DATA TO USE:
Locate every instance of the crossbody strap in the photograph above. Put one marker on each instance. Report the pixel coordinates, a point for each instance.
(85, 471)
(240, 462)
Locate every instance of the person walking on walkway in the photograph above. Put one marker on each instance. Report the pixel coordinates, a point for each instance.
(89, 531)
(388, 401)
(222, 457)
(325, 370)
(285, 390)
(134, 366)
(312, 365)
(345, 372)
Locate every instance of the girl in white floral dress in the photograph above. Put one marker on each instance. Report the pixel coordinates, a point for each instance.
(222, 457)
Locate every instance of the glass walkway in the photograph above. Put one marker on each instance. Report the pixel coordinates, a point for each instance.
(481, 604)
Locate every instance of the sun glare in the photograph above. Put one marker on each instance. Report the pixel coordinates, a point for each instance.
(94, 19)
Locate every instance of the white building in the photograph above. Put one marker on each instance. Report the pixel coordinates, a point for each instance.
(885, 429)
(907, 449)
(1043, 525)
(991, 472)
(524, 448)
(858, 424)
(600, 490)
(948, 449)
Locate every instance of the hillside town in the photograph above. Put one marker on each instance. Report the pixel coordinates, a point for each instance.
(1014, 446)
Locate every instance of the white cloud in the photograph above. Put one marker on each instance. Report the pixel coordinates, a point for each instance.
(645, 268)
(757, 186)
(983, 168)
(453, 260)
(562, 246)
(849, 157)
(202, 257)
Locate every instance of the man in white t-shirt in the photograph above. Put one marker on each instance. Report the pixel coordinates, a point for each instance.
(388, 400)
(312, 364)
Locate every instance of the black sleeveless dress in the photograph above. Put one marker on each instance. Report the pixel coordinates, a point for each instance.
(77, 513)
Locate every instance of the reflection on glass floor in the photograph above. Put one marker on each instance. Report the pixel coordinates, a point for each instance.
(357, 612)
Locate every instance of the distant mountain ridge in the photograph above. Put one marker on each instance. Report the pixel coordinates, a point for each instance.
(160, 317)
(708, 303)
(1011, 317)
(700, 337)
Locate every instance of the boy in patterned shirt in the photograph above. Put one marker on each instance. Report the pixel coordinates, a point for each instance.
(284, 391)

YOUR GOAL:
Would you restate each of the entries word for word?

RESPONSE FOR THIS EXERCISE:
Locate every instance of the crossbody strap in the photograph above. Put one marker on each instance. Report the pixel coordinates, a point for each instance.
(85, 471)
(240, 462)
Locate every instance of the person walking on walkway in the photograph above. Put one marker on each instance. Report the pixel coordinates, a point for each instance.
(89, 531)
(388, 401)
(222, 457)
(325, 370)
(285, 390)
(134, 366)
(312, 365)
(345, 372)
Locate every instance of the girl in white floral dress in the photograph above. Put one marker on each instance. Report the pixel coordinates, a point for each instance.
(222, 457)
Locate every instance of the glass walkway in the photograph above. Put one marker on each instance. Report the pixel coordinates, a point for each instance.
(481, 604)
Locate every instance of the sun glare in the photograph above. Put one marker on each instance. Report the pixel coordinates, a point for each instance.
(94, 19)
Locate every instance of the white building in the photograph above. Put one marker on each instance. Report the pixel coordinates, a point for each instance.
(885, 429)
(907, 449)
(1043, 525)
(991, 472)
(524, 448)
(858, 424)
(600, 490)
(948, 449)
Locate every instance of the hillside town in the photograph above. Put one marker on each instance. Report the pixel coordinates, a point for each instance.
(1014, 446)
Locate every instance of the white cloud in the photograph above. Put one marker on each instance. Report the pixel coordinates, a point for each instance.
(645, 268)
(757, 186)
(983, 168)
(453, 260)
(562, 246)
(849, 157)
(202, 257)
Locate every instance of the man in white t-shirt in the photograph above. Put one marker on each instance. Report the pixel coordinates, a point for each instance.
(388, 400)
(312, 364)
Locate every instance of the black sleeveless dress in the photograph above. Put one marker on each instance. Report the pixel coordinates, a point for each instance.
(77, 513)
Locate every instance of the reflection on glass floor in the photograph above. Put one marker on each instance. Report the pixel coordinates, a point for each instance.
(357, 612)
Locate every instance of the distant mountain ridge in the photograph above. Put one marker on each instance. Report the pixel coordinates, a point for each instance.
(160, 317)
(708, 303)
(1011, 317)
(700, 337)
Locate every instance of the boy in patterned shirt in the photograph above. Put one marker on each instance. Report the pixel coordinates, a point for each instance.
(284, 391)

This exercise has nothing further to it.